EXERCISE MATERIAL:
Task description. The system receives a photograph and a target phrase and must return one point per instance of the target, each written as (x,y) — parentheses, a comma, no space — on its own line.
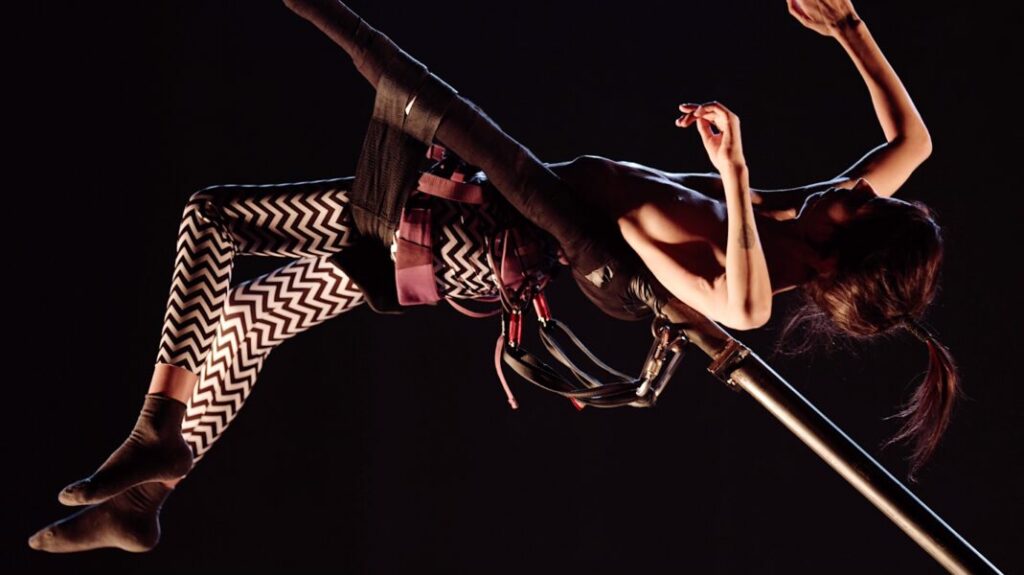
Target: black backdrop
(384,444)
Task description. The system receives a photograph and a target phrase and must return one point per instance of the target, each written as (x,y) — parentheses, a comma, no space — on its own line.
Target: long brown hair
(886,276)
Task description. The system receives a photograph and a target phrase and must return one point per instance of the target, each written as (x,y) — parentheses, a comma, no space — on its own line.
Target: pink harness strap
(415,260)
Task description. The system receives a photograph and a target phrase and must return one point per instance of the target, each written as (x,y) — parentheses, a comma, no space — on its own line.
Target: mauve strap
(451,189)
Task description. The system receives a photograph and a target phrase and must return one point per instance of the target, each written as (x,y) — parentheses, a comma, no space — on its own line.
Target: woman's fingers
(704,126)
(685,121)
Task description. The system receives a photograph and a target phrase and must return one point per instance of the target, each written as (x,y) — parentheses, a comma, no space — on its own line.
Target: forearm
(748,284)
(895,109)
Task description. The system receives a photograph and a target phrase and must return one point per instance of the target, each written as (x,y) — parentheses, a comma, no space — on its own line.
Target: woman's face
(836,206)
(823,212)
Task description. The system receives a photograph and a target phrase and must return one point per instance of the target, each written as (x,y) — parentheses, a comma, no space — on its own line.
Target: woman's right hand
(725,147)
(824,16)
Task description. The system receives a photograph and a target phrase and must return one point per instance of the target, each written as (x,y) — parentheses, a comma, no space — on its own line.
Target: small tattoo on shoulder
(748,237)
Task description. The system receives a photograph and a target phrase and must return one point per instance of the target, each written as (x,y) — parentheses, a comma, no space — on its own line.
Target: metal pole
(736,365)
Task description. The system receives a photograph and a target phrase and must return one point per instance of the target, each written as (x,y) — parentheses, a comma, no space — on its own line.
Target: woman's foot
(129,521)
(155,450)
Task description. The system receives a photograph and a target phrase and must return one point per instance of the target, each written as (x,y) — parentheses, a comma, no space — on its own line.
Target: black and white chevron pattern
(299,220)
(257,316)
(460,257)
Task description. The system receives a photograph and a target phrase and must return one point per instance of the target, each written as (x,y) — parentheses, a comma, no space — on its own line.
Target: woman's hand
(824,16)
(724,148)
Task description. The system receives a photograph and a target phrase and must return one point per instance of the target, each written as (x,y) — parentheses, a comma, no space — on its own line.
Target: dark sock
(129,521)
(155,450)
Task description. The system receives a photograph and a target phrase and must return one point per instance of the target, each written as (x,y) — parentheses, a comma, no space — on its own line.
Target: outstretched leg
(258,316)
(298,220)
(528,185)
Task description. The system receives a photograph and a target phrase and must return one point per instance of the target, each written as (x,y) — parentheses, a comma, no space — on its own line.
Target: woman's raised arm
(907,141)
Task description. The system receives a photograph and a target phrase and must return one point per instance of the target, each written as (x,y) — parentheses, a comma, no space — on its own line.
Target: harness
(521,270)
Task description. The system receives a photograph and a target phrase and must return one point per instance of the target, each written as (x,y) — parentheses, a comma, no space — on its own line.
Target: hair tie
(919,330)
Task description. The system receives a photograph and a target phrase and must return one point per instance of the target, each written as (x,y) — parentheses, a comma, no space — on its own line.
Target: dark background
(384,444)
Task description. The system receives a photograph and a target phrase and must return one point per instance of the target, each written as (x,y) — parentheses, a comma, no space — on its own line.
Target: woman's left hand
(724,148)
(824,16)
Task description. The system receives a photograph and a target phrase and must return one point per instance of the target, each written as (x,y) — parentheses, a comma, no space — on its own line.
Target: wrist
(849,27)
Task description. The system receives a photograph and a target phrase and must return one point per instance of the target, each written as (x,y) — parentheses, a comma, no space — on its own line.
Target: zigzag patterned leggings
(224,333)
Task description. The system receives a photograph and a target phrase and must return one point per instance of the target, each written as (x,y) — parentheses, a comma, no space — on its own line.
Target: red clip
(515,328)
(541,307)
(436,152)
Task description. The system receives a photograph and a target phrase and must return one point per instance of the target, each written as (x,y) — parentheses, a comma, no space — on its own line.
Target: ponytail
(929,410)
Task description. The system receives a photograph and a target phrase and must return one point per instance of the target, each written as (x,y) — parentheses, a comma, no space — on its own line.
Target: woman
(866,260)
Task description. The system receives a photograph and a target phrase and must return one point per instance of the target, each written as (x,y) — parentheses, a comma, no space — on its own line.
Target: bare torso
(662,218)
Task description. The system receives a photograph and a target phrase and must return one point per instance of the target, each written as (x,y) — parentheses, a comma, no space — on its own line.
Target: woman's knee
(206,203)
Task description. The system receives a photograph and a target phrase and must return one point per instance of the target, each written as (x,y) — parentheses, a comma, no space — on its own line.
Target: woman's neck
(792,259)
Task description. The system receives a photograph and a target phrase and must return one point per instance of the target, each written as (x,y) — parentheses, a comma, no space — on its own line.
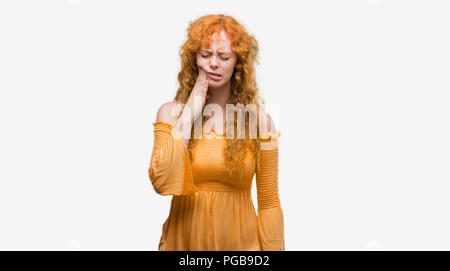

WHAT THE TASK ASKS: Report each line of the data above that contains the word "hand", copying every such line in full.

ANSWER FOR THE TASK:
Target: woman's right hand
Target: woman's hand
Target: woman's left hand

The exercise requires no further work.